§ PROBLEMS TO SOLVE:
• a. In the blog post on configuration, which two traits does the summary list for configuration?
• b. Write the next part of the blog post about the complexities of configuration, picking up right after its last sentence.
---- EXTRACTED TEXT
Monday, March 10, 2014

The Complexities of Configuration

The Complexities of Configuration

In this blog I start to write some blogs about configuration. I will start rather general and then dive deeper into several topics as useful. I do not reclaim scientific correctness, so be polite with me, if I miss a point. Nevertheless I think, and hope somebody else finds it interesting. Feedback of any kind is always welcome, so we can have also some kind of two way communications here...

Understanding Configuration

General Aspects

Basically one might ask, what configuration is at all. When looking at the a  computation model, where some input is converted to some output, configuration can be seen as some kind of control flow, which affects the transformation. Nevertheless configuration is not equal to the program converting input to output. Configuration is more like a constraint recipe that tells the program in place, what to do, but only within the boundaries of the program allows to be configured. Obviously, if the configuration is so powerful, that it is capable of performing any task, it is questionable, if this should be called configuration (it may be called more a script or recipe). 
So summarizing configuration
  • should be constrained and limited for purpose.
  • must be interpreted by some algorithmic logic

Configuration is an API

Configuration is not there just for fun. With configuration your program logic defines an API, which clients interacts with. If you change it, you will break the contract. If you replace configuration, you must deprecated it. But things get worse. With code you have a compiler that flags out deprecations and will fail if pieces do not fit together anymore. With configuration you do not have any such tools.
--------
---- DATASET EXCERPT
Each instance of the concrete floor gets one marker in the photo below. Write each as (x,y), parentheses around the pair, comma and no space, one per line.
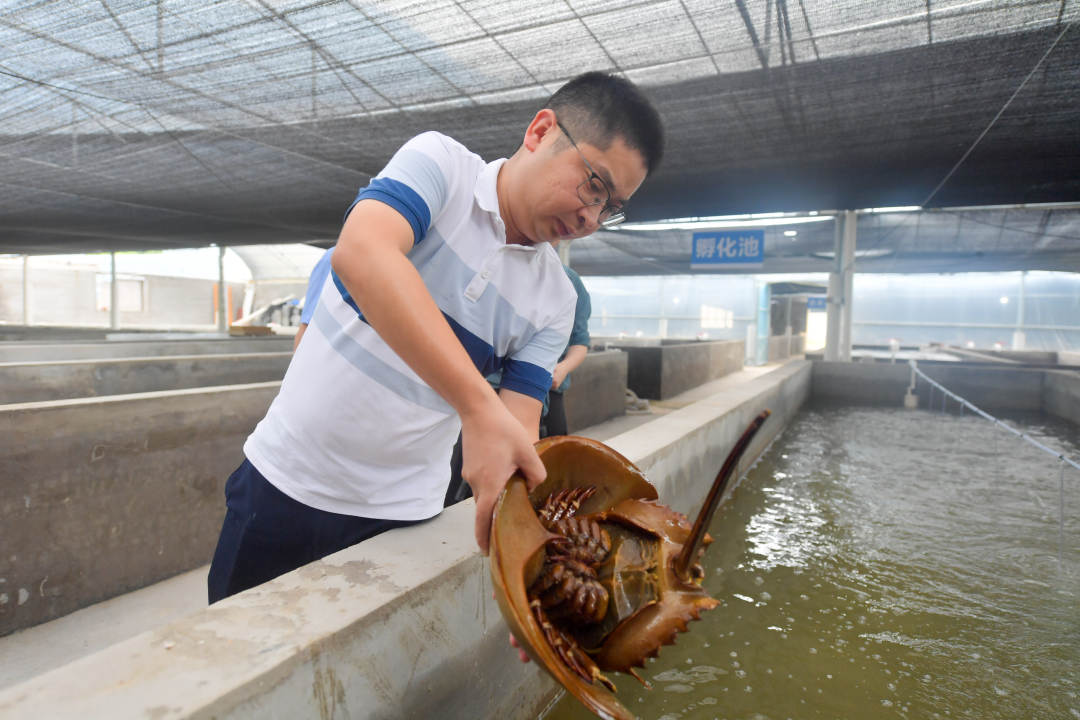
(36,650)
--------
§ OUTPUTS BY TASK:
• a. Configuration should be constrained and limited for purpose, and it must be interpreted by some algorithmic logic.

• b.
As a consequence, like with APIs, you must think on what should be configurable. In general, similar as when designing programmatic APIs, reduce your API footprint to an absolute minimum. Frankly speaking, if something is not really meant to be configured or very complex to configure, or even very rarely used, consider to make it non configurable at all. Instead of ensure the component is well encapsulated as a Java artifact, so customers still can replace it with their own version if needed.

Configuration Types

When thinking on configuration types there are a couple of things that are commonly used to "configure" a program:

  • command line arguments
  • environment properties
  • system properties
  • files and classpath resources, using different formats; including standardized deployment descriptors as well as vendor specific formats
  • databases
  • remote configuration services
  • ...
This is list is for sure far from being complete. Nevertheless there are some similarities in most cases you will find:
  • a configuration entry is identified by some literal key.
  • configuration values most of the times are literal values. As a consequence configuration can basically be mapped to  key/value pairs.
  • configuration most of the time is single valued, but sometimes also multi valued (e.g. collections).
  • often keys use a naming scheme similar to package and class names (though property names are typically in lower case), e.g. a.b.c.myvalue. Hereby myvalue can be defined as the parameter name and a.b.c can be named the parameter area.
  • theoretically configuration values (as well as keys) may be of any type. Nevertheless if we would not constrain anything, we are again struggling with complexity and overlapping functionalities with other standards, e.g. CDI, are the natural consequence.

Configuration Building Blocks

So given the list above configuration is not a monolithic thing. It is a composite of

  • different configuration providers
  • different configuration sources
  • Override and priority rules for resolution of ambigous entries
  • Filters and views for limiting access and ensure only the information required is visible
  • finally composition can be made in different ways:
    • unions, rendering redundant entries to according multi-value entries.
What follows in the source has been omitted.